### GIVEN PASSAGE
>>

[Tig] new pixels

Martin Euredjian ecinema
Thu Feb 14 09:16:28 GMT 2002

From: "Robert Lovejoy" <rlovejoy at home.com>

> The Times article fails to mention film's far greater latitude thus far
> any CCD device has achieved.  I had little doubt they would get the
> resolution, but so far digital is far outperformed by film in handling
> highlights and low lights.

That's not quite right.  CCD's are capable of dynamic range far exceeding
that of film.  The trick is in the processing.  While it is true that no
broadcast television camera (and I should say telecine) has been built to
exploit the broad dynamic range, that is, in no way, a reflection of the
current limits of CCD/CMOS imager technology.  Back illuminated arrays, for
example, have vastly improved low light capabilities and less noise.
Remember that CCD's are "photon counters".  Once the bucket is full, reset
it and keep countin` for greater upper end range!

There are various techniques used by CCD manufacturers to increase quantum
efficiency --a measure or how sensitive a pixel is to various light
wavelengths.  Two that come to mind are:  1)Removal of anti-blooming
coating; 2) Back-side illumination.

<<

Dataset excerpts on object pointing
>>

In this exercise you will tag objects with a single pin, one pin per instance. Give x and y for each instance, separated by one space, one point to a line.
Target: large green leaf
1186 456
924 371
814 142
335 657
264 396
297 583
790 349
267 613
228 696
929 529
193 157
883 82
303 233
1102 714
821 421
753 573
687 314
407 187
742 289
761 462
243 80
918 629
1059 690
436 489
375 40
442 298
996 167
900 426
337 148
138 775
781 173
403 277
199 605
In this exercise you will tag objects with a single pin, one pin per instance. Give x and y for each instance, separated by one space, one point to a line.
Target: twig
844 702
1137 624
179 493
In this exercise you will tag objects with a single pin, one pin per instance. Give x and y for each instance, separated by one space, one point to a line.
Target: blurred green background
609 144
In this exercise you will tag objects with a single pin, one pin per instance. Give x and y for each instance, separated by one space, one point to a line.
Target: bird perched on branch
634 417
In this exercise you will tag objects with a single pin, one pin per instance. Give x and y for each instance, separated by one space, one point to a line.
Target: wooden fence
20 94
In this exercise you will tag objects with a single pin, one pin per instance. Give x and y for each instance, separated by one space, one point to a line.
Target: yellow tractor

<<

### STATED TASK
From the CCD mailing-list post, list each abbreviation written entirely in capital letters, naming each one only once. The records have no connection to the CCD mailing-list post.

### WORKED SOLUTION
CCD, CMOS, GMT